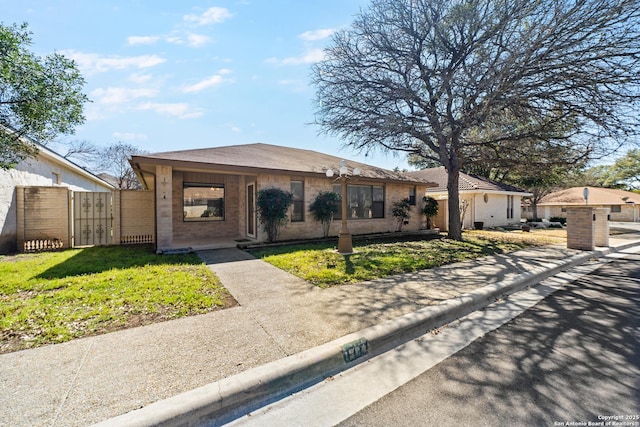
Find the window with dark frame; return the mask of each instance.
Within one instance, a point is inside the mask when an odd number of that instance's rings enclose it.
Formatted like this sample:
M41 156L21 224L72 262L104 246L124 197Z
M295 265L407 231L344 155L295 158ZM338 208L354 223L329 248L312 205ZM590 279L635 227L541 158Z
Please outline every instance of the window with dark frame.
M224 221L224 184L184 183L184 221Z
M513 219L513 199L514 196L507 196L507 219Z
M340 184L333 192L342 194ZM338 212L334 219L342 219ZM347 185L347 219L384 218L384 187L381 185Z
M291 222L304 221L304 181L292 180Z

******

## Problem details:
Rewrite the lines above, replacing "dark frame" with "black frame" wherever it occurs and keeping everything else the same. Leave the pictures out of your answer.

## Output:
Find the window with black frame; return the mask of each instance.
Within one instance, a point is inside the mask when an odd number of that instance's rings enclose it.
Formatted like this sample:
M41 156L21 224L72 262L104 246L124 197Z
M295 265L407 231L344 155L295 158ZM338 208L354 223L329 248L312 205ZM590 279L635 227L541 158Z
Please outline every instance of the window with black frame.
M224 221L224 184L184 183L184 221Z
M513 219L513 199L514 196L507 196L507 219Z
M340 184L333 192L342 194ZM338 212L334 219L342 219ZM347 185L347 219L384 218L384 187L381 185Z
M291 222L304 221L304 181L292 180Z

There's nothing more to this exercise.